-- DATA RECORDS follows --

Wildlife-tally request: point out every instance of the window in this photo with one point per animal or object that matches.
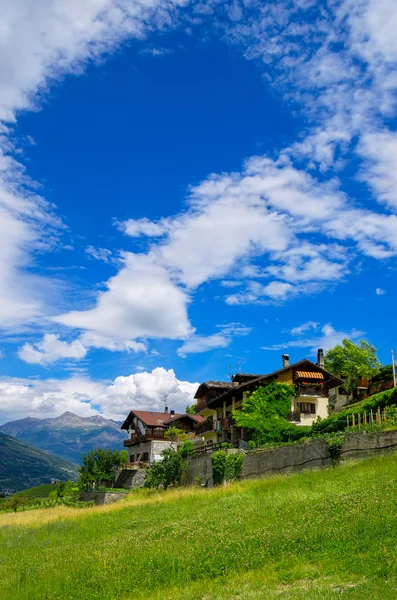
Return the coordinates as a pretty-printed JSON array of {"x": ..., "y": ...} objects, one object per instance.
[{"x": 307, "y": 408}]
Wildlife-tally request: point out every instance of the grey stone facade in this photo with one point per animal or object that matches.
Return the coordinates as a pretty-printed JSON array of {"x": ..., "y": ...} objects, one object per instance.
[
  {"x": 149, "y": 451},
  {"x": 102, "y": 497}
]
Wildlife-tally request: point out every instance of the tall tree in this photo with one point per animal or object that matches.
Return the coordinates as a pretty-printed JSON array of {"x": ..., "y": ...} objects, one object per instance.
[
  {"x": 265, "y": 411},
  {"x": 352, "y": 362},
  {"x": 98, "y": 467}
]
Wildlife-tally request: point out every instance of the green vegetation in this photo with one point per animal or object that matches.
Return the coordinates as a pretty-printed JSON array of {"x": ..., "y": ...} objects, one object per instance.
[
  {"x": 99, "y": 465},
  {"x": 174, "y": 434},
  {"x": 338, "y": 421},
  {"x": 226, "y": 467},
  {"x": 22, "y": 466},
  {"x": 43, "y": 496},
  {"x": 265, "y": 411},
  {"x": 167, "y": 471},
  {"x": 352, "y": 362},
  {"x": 317, "y": 535}
]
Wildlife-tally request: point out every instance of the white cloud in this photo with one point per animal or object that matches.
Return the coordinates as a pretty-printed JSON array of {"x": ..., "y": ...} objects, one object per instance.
[
  {"x": 304, "y": 327},
  {"x": 51, "y": 349},
  {"x": 83, "y": 396},
  {"x": 140, "y": 301},
  {"x": 145, "y": 227},
  {"x": 99, "y": 253},
  {"x": 39, "y": 43},
  {"x": 328, "y": 338},
  {"x": 201, "y": 343},
  {"x": 380, "y": 172}
]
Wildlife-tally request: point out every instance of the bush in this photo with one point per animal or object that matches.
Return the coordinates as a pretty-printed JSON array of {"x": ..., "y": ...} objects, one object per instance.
[
  {"x": 166, "y": 472},
  {"x": 337, "y": 421},
  {"x": 226, "y": 467}
]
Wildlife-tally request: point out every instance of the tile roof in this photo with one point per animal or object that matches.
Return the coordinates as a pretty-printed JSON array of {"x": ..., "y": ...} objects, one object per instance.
[
  {"x": 196, "y": 418},
  {"x": 153, "y": 418}
]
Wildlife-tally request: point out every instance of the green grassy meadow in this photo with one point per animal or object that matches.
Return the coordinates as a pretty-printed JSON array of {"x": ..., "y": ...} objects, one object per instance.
[{"x": 315, "y": 535}]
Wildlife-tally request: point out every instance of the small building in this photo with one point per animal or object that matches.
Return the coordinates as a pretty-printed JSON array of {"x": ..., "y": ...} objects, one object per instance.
[
  {"x": 146, "y": 430},
  {"x": 216, "y": 400}
]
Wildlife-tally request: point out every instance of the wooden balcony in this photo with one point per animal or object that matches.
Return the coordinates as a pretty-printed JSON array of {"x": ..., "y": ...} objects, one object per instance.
[
  {"x": 294, "y": 416},
  {"x": 209, "y": 425},
  {"x": 316, "y": 391},
  {"x": 138, "y": 438}
]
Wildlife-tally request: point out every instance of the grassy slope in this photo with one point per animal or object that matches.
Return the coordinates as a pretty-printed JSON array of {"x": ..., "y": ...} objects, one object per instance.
[
  {"x": 23, "y": 466},
  {"x": 309, "y": 536}
]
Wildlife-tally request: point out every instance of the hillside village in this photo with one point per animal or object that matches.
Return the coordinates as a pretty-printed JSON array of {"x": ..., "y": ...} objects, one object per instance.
[{"x": 212, "y": 426}]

-- DATA RECORDS concluded --

• **THE PROBLEM**: Pictures aside, please output the whole listing exactly as it appears above.

• **REPLY TO THE EXERCISE**:
Wildlife-tally request: point out every instance of the window in this photo with one point per animal or object that matches.
Return the coordinates as a pretty-printed JSON array of {"x": ..., "y": ...} objects, one object per instance.
[{"x": 307, "y": 408}]
Wildlife-tally request: point out every instance of the grey stone facade in this photo with one point per animal or object that matches.
Return the coordinates as a pretty-printed JSON array of {"x": ..., "y": ...} objects, one object per instance.
[
  {"x": 149, "y": 451},
  {"x": 102, "y": 497}
]
Wildlife-tally request: point out every instance of the tall tree in this photo with one point per animal or object that matches.
Return the coordinates as a pretty-printed JSON array of {"x": ..., "y": ...} objects, one object per instance.
[
  {"x": 265, "y": 411},
  {"x": 352, "y": 362},
  {"x": 98, "y": 467}
]
Wildlife-tally request: point out every instance of the green vegetation in this photo with one point per animal or object that matches.
Return the coordinates as a pretty-printed JSON array of {"x": ..., "y": ...} objects, one object per instance.
[
  {"x": 99, "y": 465},
  {"x": 174, "y": 434},
  {"x": 338, "y": 421},
  {"x": 226, "y": 467},
  {"x": 22, "y": 466},
  {"x": 43, "y": 496},
  {"x": 265, "y": 411},
  {"x": 167, "y": 471},
  {"x": 352, "y": 362},
  {"x": 317, "y": 535}
]
Wildlife-tally request: point out every instance of the white cloud in this photo with one point per animal or object that matches.
Return the coordinates as a pretty-printed JSON array of {"x": ..., "y": ...} objects, one object per instance.
[
  {"x": 304, "y": 327},
  {"x": 51, "y": 349},
  {"x": 83, "y": 396},
  {"x": 140, "y": 301},
  {"x": 145, "y": 227},
  {"x": 99, "y": 253},
  {"x": 39, "y": 43},
  {"x": 328, "y": 338},
  {"x": 201, "y": 343},
  {"x": 380, "y": 172}
]
Wildlife-tally request: point out every instance of the bush in this photo with one point per animal or object that matches.
Return the coordinates as a pretty-printed JSON array of {"x": ..., "y": ...} objects, one object per instance.
[
  {"x": 166, "y": 472},
  {"x": 337, "y": 421},
  {"x": 226, "y": 467}
]
Wildlife-tally request: point out every instance of the tile roof in this photo with one point per animal or object that matches.
Return the coordinates as a pretty-printed JSON array of {"x": ..., "y": ...} objects, one object per instance.
[
  {"x": 196, "y": 418},
  {"x": 153, "y": 418}
]
Wildlife-tally request: point out every instance of the green grassy meadow in this photo with one point per animal or object that matches.
Return the coordinates as a pretty-printed JSON array of {"x": ..., "y": ...} objects, one object per instance.
[{"x": 315, "y": 535}]
Wildlife-tally request: point out every instance of the small building in this photo with one point per animal or object that matches.
Return the coordinates as a pretty-printed JSON array of {"x": ..., "y": ...} objects, one object per instance.
[
  {"x": 146, "y": 430},
  {"x": 216, "y": 400}
]
Wildlife-tally request: point out every instance of the wooden balcony in this photo with one point per animal or object that matches.
Return the coordinates as a pretty-printed JSON array of {"x": ..., "y": ...} objects, one object per instance.
[
  {"x": 294, "y": 416},
  {"x": 209, "y": 425},
  {"x": 316, "y": 391},
  {"x": 138, "y": 438}
]
Wildlife-tally request: point out every instance of the grassy slope in this photo with one point per animal or object that matches.
Return the coordinates as a pretty-printed JSON array of {"x": ..., "y": ...} objects, one object per instance.
[
  {"x": 23, "y": 466},
  {"x": 309, "y": 536}
]
Wildlife-tally request: point out every instance of the hillside village in this photo with one point per animal or object that matches.
Return the coordinates as a pretty-printed JSON array of {"x": ..., "y": ...} objects, one object per instance.
[{"x": 212, "y": 426}]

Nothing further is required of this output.